* [Problem to solve]: Locate each line of the data below that contains the word "patch" and copy those lines. Case matters.

(Named-object pointing entries)
------------------------------------
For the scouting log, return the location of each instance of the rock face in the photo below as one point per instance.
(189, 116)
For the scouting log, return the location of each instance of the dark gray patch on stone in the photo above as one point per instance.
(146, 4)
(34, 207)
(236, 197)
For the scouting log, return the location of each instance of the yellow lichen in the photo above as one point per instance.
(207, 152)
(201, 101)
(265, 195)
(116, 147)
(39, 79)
------------------------------------
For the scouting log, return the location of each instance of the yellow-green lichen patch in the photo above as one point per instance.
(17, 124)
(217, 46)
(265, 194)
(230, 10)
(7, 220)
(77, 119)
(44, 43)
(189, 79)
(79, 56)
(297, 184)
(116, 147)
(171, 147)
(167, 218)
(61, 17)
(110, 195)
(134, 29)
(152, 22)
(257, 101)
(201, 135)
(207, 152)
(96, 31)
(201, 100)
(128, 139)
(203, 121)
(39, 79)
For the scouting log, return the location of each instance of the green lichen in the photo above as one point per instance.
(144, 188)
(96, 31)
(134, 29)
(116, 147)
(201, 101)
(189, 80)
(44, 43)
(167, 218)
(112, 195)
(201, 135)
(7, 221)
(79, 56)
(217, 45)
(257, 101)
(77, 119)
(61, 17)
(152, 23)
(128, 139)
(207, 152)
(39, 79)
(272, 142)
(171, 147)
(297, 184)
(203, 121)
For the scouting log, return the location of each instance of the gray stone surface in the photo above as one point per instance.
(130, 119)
------------------------------------
* [Full output]:
For the scouting log, return the location of each instance of the dark gray patch on stone in the photo above as one point per instance.
For the scouting log, return the location of each instance of the yellow-green lichen patch in the photo above as one point per instance.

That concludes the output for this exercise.